WRITTEN EXERCISE ▸
Rewrite every line of the items below, requests included, but increase each coordinate value in the answers by 19. Leave the pictures out.

[Location identification items]
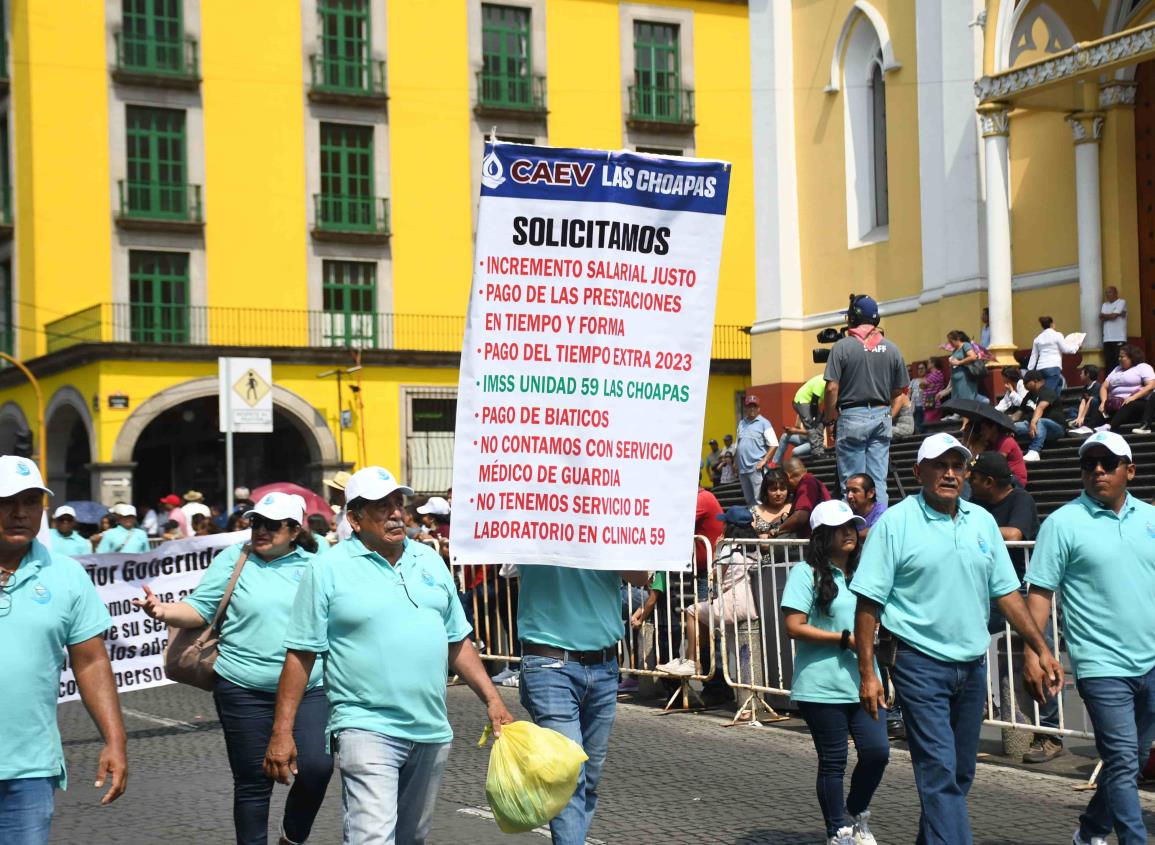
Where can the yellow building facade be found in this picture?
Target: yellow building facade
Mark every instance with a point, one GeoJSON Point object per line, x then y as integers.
{"type": "Point", "coordinates": [944, 157]}
{"type": "Point", "coordinates": [188, 180]}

SOLUTION ▸
Where can the yellow building facade be found in this picture?
Target: yellow building facade
Mark every instance with a point, one GeoJSON Point object per line, x then y as integers.
{"type": "Point", "coordinates": [963, 176]}
{"type": "Point", "coordinates": [207, 199]}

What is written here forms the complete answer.